### Document excerpt
* * * *

Here we are indeed far removed from the discreet simplicity of Eusebius and the pious enthusiasm which pervades his narrative. The Passio Procopii, that we have summarised, is a piece of cold and clumsy rhetoric, relying for its effect on long speeches supplemented by commonplace sentiments and descriptions of tortures.

It cannot be pretended that the hagiographer was compelled to write in this way for lack of information concerning the saint. He had in his hands, not the mere summary by Eusebius contained in the Ecclesiastical History, but his developed text. It was there he learned that Procopius was a native of Elia, that he lived a holy life, that he performed ecclesiastical functions – as he omits all reference to Scythopolis, the assumption is that it was at Jerusalem – that the judge was named Flavianus, that the martyr died by the sword. Everything that he adds is pure invention, as, for example, the episode of Archelaus miraculously struck down at the moment when he is about to decapitate the saint, the vision enjoyed by the martyr in prison, the instant healing of his wounds, and finally the scene of the incense which is borrowed from the life of Saint Barlaam.

* * * *

### Dataset
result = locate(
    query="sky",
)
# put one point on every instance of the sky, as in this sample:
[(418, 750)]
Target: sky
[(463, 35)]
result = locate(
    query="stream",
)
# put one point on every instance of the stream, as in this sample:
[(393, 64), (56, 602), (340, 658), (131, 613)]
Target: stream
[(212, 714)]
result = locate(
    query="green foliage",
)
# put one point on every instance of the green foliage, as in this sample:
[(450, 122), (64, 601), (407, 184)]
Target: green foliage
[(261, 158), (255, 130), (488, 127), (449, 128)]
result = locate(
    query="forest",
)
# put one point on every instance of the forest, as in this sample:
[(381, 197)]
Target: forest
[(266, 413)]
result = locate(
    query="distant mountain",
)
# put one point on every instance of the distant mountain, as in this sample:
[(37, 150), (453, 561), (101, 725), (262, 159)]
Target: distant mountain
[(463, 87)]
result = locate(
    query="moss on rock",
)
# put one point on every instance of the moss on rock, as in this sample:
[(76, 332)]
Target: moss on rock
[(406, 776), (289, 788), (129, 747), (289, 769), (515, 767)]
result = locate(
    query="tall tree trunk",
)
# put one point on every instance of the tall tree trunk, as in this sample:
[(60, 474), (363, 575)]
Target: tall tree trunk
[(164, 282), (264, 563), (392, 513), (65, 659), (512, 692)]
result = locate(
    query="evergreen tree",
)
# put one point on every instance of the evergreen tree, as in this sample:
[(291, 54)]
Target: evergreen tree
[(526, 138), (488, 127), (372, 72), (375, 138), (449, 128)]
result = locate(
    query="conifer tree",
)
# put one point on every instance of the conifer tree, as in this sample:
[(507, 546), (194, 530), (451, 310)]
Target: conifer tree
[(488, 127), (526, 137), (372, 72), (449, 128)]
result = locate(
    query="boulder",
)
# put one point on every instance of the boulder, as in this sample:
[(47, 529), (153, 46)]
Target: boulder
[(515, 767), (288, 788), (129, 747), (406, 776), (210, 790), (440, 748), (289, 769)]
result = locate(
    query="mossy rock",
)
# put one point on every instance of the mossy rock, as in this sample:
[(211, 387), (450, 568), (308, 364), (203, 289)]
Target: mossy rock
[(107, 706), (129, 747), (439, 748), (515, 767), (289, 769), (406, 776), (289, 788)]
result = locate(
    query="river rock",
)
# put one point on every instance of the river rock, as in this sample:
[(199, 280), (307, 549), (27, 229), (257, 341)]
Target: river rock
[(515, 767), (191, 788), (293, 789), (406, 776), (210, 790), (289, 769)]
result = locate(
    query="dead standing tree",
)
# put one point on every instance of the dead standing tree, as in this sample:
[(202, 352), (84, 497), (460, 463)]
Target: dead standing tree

* * * *

### The tasks
a) Output everything in the passage on the Passio Procopii from "Here we are" down to "descriptions of tortures.", copied word for word.
b) Using the passage on the Passio Procopii, state whether each statement agrees with it, answering yes or no and quoting the deciding words: (i) the hagiographer had only the summary by Eusebius in the Ecclesiastical History; (ii) the judge was named Flavianus; (iii) the scene of the incense is borrowed from the life of Saint Barlaam.
c) Pick up the passage on the Passio Procopii after its last sentence and keep writing.

### Results in order
a)
Here we are indeed far removed from the discreet simplicity of Eusebius and the pious enthusiasm which pervades his narrative. The Passio Procopii, that we have summarised, is a piece of cold and clumsy rhetoric, relying for its effect on long speeches supplemented by commonplace sentiments and descriptions of tortures.

b)
(i) No: "He had in his hands, not the mere summary by Eusebius contained in the Ecclesiastical History, but his developed text."
(ii) Yes: "that the judge was named Flavianus"
(iii) Yes: "the scene of the incense which is borrowed from the life of Saint Barlaam"

c)
It is not easy, beneath these borrowed plumes, to recognise the martyr commended by Eusebius, the simple-minded Christian nourished on Holy Scripture, an entire stranger to rhetorical methods and dialectical subtlety. True, we still have the lector, the exorcist and the ascetic. In later legends the transformation is carried much farther. In them the austere figure of the clerk of Scythopolis is wholly lost, and we have in his place a mail-clad warrior, his sword by his side and his lance at rest.

We must now summarise the second legend, notably longer than its predecessor.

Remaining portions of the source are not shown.